Görev tanımı
Öğelerde "[seg] dense ivy" geçen satırla başlayıp "Provide the outline of every instance of the dense" geçen satırla biten bölümü, boş satırları atlayarak "Sıra" ve "Satır" sütunlu bir Markdown tablosu olarak yeniden yazın. Görselleri yanıta almayın.

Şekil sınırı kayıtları
○ ○ ○ ○ ○ ○ ○
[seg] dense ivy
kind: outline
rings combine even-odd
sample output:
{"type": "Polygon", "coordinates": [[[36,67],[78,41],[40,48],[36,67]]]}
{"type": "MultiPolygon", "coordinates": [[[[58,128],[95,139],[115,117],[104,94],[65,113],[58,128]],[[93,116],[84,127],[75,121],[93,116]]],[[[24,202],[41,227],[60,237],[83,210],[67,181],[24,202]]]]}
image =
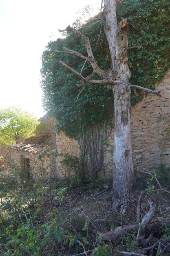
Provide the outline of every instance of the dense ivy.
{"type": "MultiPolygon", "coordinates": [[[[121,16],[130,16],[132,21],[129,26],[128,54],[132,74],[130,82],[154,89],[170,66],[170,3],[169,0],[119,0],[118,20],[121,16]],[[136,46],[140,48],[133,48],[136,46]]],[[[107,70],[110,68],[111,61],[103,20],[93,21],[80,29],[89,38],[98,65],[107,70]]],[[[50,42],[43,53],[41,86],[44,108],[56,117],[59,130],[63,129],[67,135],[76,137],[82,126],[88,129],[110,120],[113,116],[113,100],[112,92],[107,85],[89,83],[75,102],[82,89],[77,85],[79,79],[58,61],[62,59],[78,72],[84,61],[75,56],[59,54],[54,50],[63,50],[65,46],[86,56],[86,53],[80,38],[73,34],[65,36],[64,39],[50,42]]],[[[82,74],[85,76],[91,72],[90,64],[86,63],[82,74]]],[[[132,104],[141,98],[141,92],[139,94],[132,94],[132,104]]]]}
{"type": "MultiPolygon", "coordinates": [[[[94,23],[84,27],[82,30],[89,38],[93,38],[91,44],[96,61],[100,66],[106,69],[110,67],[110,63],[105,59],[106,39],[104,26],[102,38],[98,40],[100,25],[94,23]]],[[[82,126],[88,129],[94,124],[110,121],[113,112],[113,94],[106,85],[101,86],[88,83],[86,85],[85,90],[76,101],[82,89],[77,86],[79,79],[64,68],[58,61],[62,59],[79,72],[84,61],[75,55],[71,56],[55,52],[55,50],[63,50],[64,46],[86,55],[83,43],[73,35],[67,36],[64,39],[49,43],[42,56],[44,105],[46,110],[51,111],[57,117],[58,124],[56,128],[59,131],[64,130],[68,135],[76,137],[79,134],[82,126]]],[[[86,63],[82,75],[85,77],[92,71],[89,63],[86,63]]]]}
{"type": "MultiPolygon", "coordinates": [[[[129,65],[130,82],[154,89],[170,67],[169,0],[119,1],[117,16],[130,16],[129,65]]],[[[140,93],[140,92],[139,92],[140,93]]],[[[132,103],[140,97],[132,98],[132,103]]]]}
○ ○ ○ ○ ○ ○ ○
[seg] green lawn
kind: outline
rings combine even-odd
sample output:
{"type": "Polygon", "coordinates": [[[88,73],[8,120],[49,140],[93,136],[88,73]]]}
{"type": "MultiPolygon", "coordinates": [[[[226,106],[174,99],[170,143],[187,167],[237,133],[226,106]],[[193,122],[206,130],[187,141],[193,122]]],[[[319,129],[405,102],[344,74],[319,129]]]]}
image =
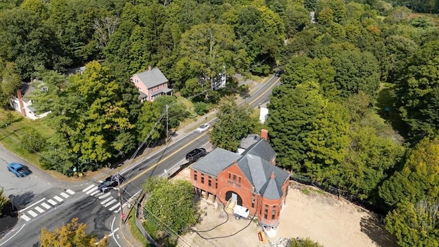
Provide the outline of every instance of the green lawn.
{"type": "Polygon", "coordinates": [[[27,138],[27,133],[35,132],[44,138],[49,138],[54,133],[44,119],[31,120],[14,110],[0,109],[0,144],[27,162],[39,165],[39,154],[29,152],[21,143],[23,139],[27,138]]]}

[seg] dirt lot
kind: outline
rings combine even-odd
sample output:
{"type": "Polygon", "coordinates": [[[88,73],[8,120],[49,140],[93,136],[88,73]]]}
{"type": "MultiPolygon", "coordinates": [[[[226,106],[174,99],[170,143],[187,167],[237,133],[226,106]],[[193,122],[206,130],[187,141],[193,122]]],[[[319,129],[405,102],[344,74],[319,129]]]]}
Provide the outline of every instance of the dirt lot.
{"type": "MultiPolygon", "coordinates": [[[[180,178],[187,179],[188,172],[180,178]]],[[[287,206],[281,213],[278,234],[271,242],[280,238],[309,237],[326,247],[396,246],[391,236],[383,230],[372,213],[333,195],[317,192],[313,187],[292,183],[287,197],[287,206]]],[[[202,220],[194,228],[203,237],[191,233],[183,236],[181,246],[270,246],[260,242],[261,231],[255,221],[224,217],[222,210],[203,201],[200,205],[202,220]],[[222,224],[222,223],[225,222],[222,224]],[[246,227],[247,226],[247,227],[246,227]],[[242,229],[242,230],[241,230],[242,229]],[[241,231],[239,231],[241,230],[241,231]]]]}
○ ○ ○ ○ ○ ○ ○
Alıştırma yanıtı
| Sıra | Satır |
|---|---|
| 1 | [seg] dense ivy |
| 2 | kind: outline |
| 3 | rings combine even-odd |
| 4 | sample output: |
| 5 | {"type": "Polygon", "coordinates": [[[36,67],[78,41],[40,48],[36,67]]]} |
| 6 | {"type": "MultiPolygon", "coordinates": [[[[58,128],[95,139],[115,117],[104,94],[65,113],[58,128]],[[93,116],[84,127],[75,121],[93,116]]],[[[24,202],[41,227],[60,237],[83,210],[67,181],[24,202]]]]} |
| 7 | image = |
| 8 | Provide the outline of every instance of the dense ivy. |